** What you are asked to do **
In the closing note below, what two wishes does the writer extend to readers?

** Text section **
========================================================================
There you have it, the reads I enjoyed the most this year, I hope you enjoy them as much as I did. Have a very happy new year, and a wonderful new decade.
========================================================================
** Records **
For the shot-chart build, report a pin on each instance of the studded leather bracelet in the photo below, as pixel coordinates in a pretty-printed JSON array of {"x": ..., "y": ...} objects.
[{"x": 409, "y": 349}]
========================================================================
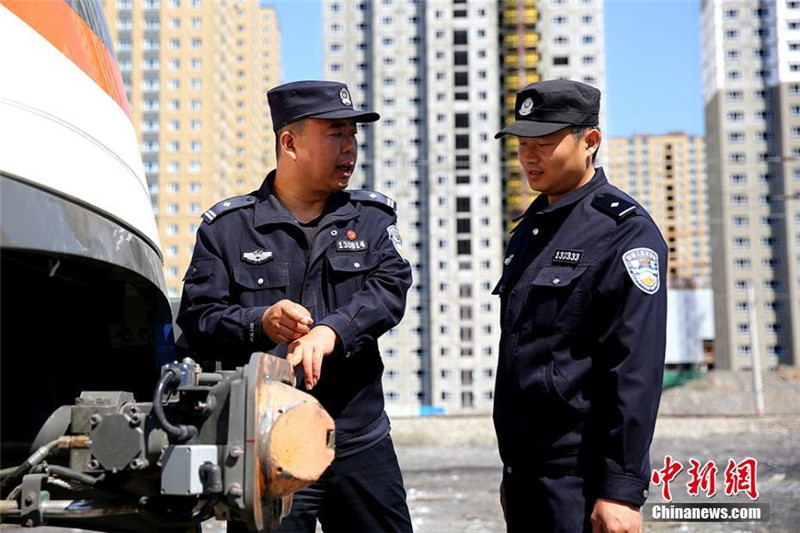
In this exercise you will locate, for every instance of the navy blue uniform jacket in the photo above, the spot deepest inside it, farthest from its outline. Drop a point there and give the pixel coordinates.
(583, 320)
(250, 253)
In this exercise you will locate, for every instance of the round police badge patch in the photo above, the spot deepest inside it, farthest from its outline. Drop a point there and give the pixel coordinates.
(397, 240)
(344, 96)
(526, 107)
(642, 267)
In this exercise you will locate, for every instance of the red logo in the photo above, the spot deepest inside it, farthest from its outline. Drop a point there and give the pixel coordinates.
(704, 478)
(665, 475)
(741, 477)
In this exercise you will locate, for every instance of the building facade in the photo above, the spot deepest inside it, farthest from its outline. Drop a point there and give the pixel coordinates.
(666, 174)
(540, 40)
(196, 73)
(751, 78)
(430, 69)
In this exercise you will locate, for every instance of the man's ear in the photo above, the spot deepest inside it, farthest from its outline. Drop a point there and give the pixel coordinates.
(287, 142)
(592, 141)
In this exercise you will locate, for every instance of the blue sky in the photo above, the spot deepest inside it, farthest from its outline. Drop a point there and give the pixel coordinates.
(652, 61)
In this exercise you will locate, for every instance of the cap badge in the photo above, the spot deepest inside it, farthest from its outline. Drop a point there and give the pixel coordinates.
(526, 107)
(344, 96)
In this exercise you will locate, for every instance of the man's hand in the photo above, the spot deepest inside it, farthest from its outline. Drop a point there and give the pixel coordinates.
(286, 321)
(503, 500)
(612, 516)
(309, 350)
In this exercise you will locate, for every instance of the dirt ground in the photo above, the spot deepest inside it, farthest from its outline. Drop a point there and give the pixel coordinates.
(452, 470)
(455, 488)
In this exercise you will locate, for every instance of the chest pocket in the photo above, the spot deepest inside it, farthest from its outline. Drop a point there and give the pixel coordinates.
========================================================================
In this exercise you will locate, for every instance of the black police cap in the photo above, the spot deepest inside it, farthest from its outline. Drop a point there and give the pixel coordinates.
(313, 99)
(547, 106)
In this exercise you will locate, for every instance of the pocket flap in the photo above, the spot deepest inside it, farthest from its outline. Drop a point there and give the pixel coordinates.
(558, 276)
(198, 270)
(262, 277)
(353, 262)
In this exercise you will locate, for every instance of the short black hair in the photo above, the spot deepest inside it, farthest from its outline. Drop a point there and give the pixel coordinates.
========================================================================
** Answer space **
A very happy new year and a wonderful new decade.